# START OF Data to process

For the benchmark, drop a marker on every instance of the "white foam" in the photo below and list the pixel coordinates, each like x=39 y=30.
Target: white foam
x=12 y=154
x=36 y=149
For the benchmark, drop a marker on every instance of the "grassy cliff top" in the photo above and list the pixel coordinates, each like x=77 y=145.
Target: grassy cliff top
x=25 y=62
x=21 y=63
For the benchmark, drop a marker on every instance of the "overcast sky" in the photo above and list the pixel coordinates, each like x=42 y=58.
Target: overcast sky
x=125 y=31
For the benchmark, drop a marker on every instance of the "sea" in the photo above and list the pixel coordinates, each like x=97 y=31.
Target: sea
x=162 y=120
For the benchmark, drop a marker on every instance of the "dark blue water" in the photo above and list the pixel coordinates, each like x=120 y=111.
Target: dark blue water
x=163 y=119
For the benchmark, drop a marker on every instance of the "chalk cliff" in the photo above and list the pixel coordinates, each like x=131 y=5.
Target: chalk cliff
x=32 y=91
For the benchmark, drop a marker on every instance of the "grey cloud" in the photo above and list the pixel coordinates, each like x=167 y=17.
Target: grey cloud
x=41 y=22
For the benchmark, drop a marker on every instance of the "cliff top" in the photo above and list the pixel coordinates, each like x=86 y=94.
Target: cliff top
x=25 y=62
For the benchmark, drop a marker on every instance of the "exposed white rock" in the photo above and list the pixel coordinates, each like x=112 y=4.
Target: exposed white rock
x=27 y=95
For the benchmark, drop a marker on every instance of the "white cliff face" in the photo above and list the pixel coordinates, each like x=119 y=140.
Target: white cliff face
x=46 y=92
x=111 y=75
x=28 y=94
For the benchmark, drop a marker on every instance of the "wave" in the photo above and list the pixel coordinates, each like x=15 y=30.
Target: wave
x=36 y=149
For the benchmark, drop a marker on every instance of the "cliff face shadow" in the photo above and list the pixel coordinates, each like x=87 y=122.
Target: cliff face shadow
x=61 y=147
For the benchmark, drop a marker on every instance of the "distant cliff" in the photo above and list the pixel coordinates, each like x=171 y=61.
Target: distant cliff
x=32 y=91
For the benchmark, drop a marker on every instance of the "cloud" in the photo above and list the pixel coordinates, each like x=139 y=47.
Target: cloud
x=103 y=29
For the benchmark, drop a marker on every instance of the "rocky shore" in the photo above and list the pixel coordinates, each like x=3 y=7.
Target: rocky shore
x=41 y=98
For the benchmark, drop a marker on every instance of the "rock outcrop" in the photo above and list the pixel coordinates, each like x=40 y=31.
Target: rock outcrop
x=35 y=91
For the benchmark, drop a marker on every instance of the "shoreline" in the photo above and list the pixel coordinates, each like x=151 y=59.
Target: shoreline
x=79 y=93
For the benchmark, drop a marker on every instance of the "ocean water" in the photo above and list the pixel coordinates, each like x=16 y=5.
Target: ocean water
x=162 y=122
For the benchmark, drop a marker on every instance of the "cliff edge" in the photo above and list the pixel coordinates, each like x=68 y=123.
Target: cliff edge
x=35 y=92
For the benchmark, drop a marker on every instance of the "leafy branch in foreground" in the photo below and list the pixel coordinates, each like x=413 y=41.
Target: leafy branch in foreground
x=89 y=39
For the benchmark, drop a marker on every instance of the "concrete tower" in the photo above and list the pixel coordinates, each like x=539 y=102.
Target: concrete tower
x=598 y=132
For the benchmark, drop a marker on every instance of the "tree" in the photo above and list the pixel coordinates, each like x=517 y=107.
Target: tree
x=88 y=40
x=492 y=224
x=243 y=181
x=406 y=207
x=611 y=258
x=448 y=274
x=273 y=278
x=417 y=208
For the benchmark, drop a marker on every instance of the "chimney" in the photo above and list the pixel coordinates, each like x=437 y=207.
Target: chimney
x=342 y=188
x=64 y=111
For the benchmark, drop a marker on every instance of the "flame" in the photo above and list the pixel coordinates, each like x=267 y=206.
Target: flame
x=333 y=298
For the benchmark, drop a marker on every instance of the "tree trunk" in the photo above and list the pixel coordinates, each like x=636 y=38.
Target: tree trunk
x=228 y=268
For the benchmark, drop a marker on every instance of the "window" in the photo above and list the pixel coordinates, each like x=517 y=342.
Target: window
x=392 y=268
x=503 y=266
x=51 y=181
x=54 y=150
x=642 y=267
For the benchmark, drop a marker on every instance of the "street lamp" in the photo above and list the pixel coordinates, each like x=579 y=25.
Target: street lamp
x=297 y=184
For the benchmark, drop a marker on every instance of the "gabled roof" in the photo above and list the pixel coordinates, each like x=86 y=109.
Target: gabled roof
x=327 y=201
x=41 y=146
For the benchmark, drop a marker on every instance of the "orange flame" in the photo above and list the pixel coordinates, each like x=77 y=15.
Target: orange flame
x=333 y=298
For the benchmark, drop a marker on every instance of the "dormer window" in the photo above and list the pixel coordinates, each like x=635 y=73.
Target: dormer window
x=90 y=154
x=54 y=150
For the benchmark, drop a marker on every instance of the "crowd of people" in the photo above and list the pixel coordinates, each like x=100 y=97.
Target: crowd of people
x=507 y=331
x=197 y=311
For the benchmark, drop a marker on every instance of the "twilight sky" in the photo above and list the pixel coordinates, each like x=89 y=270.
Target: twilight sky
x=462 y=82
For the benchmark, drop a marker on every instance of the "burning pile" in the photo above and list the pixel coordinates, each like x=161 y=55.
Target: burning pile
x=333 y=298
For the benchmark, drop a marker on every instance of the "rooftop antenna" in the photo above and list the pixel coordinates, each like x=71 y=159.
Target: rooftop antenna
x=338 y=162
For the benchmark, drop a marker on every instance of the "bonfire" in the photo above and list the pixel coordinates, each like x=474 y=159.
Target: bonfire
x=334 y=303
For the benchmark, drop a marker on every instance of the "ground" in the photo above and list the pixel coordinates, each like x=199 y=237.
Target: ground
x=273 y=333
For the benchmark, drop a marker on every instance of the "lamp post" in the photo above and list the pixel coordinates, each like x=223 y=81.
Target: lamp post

# END OF Data to process

_Description of the task_.
Reproduce the material in full, with no word added or dropped.

_Exercise result_.
For the benchmark, drop a marker on every instance of the "white foam" in the photo below and list the pixel coordinates, each like x=39 y=30.
Target: white foam
x=12 y=154
x=36 y=149
For the benchmark, drop a marker on every instance of the "grassy cliff top" in the photo above and list the pixel coordinates, each like x=77 y=145.
Target: grassy cliff top
x=25 y=62
x=21 y=63
For the benchmark, drop a marker on every instance of the "overcast sky" in the photo above and list the pixel coordinates, each like x=42 y=58.
Target: overcast sky
x=125 y=31
For the benchmark, drop a marker on every instance of the "sea" in the photo above and list the pixel coordinates, each like x=97 y=31.
Target: sea
x=162 y=120
For the benchmark, drop a marker on every instance of the "dark blue water" in the photo above and list the pixel coordinates, each like x=120 y=111.
Target: dark blue water
x=163 y=119
For the benchmark, drop a marker on every instance of the "chalk cliff" in the photo above and list the pixel coordinates, each like x=131 y=5.
Target: chalk cliff
x=32 y=91
For the benchmark, drop a marker on every instance of the "grey cloud" in the photo above and list the pixel coordinates, each like x=167 y=17.
Target: grey cloud
x=41 y=22
For the benchmark, drop a marker on every instance of the "cliff top" in the photo above and list the pixel coordinates, each like x=86 y=94.
Target: cliff top
x=25 y=62
For the benchmark, drop a marker on every instance of the "exposed white rock" in the photo above and list the pixel coordinates, each like x=112 y=4.
Target: exposed white rock
x=27 y=95
For the benchmark, drop a marker on every instance of the "white cliff face" in the photo above and list the pixel coordinates, each like x=119 y=140.
Target: white cliff face
x=46 y=92
x=111 y=75
x=28 y=94
For the benchmark, drop a marker on every instance of the "wave" in the photo above and list the pixel coordinates, each like x=15 y=30.
Target: wave
x=36 y=149
For the benchmark, drop a marker on every instance of the "cliff face shadow" in the photo above and list the pixel coordinates, each like x=87 y=122.
Target: cliff face shadow
x=61 y=147
For the benchmark, drop a marker on every instance of the "distant cliff" in the photo above and list the pixel coordinates, each like x=171 y=61.
Target: distant cliff
x=32 y=91
For the benchmark, drop a marker on every instance of the "cloud" in the photo above and list the pixel coordinates, each like x=139 y=47.
Target: cloud
x=103 y=29
For the benchmark, drop a marker on every instance of the "rocky shore" in the photo above and list the pixel coordinates, each like x=3 y=7.
Target: rocky shore
x=41 y=98
For the benchmark, drop a marker on every instance of the "rock outcrop" in the photo above and list the pixel coordinates, each like x=40 y=31.
Target: rock outcrop
x=35 y=91
For the benchmark, drop a marker on every instance of the "shoreline" in the photo above and list the pixel coordinates, each like x=151 y=59.
Target: shoreline
x=79 y=93
For the benchmark, drop a marker on every instance of the "ocean water" in the photo above and list the pixel coordinates, each like x=16 y=5.
Target: ocean water
x=162 y=122
For the benchmark, drop a marker on every instance of the "cliff edge" in the photo above and list the pixel coordinates, each like x=68 y=123.
Target: cliff edge
x=35 y=92
For the benchmark, drop a marker on every instance of the "leafy branch in foreground" in the photo below and list the pixel coordinates, each like x=413 y=41.
Target: leafy branch in foreground
x=89 y=39
For the benchmark, drop a marker on every instance of the "concrete tower" in the photo above and list the pixel coordinates, each like x=539 y=102.
Target: concrete tower
x=598 y=132
For the benchmark, drop a marker on every instance of the "tree" in the photo above and list the pixel coordinates, each like x=517 y=107.
Target: tree
x=88 y=40
x=492 y=224
x=243 y=181
x=406 y=207
x=611 y=258
x=448 y=274
x=273 y=278
x=417 y=208
For the benchmark, drop a marker on every instance of the "chimney" in the photo above and list the pixel coordinates, each like x=437 y=207.
Target: chimney
x=342 y=188
x=64 y=111
For the benchmark, drop a marker on every instance of the "flame" in the photo above and list the pixel coordinates, each like x=267 y=206.
Target: flame
x=333 y=298
For the benchmark, drop a marker on every instance of the "tree trunk" in the photo above and list the pixel coordinates, each like x=636 y=38.
Target: tree trunk
x=228 y=268
For the benchmark, drop a marker on every instance of the "window" in the photo above and list the pixel coordinates, each like x=517 y=342.
Target: window
x=392 y=268
x=503 y=266
x=51 y=181
x=54 y=150
x=642 y=267
For the benchmark, drop a marker on every instance of the "street lamp" in the photo above and list the pixel coordinates, each like x=579 y=25.
Target: street lamp
x=297 y=184
For the benchmark, drop a marker on every instance of the "gabled roof" in the photo above and list the pixel coordinates, each like x=86 y=109.
Target: gabled roof
x=327 y=201
x=41 y=146
For the benchmark, drop a marker on every instance of the "orange flame" in the photo above and list the pixel coordinates, each like x=77 y=15.
Target: orange flame
x=333 y=298
For the benchmark, drop a marker on every instance of the "dormer window" in the photo above and list the pixel coordinates, each like x=635 y=73.
Target: dormer window
x=90 y=154
x=54 y=150
For the benchmark, drop a marker on every instance of the "crowd of people" in the photo above and list the pixel coordinates, each like x=100 y=97.
Target: crowd of people
x=507 y=331
x=197 y=311
For the benchmark, drop a marker on every instance of the "twilight sky" in the photo above and list the pixel coordinates, each like x=89 y=270.
Target: twilight sky
x=462 y=82
For the benchmark, drop a marker on every instance of the "burning pile" in the photo above and list the pixel coordinates, each like x=161 y=55.
Target: burning pile
x=333 y=298
For the benchmark, drop a marker on every instance of the "rooftop antenna" in the photo above and list the pixel coordinates, each like x=71 y=159.
Target: rooftop antenna
x=338 y=162
For the benchmark, drop a marker on every instance of the "bonfire" in the photo above and list the pixel coordinates, each like x=474 y=159.
Target: bonfire
x=334 y=303
For the benchmark, drop a marker on every instance of the "ground" in the photo above and list the pixel coordinates, each like x=199 y=237.
Target: ground
x=273 y=333
For the benchmark, drop a marker on every instance of the "lamp post" in the photo above and list the pixel coordinates, each like x=223 y=81.
Target: lamp post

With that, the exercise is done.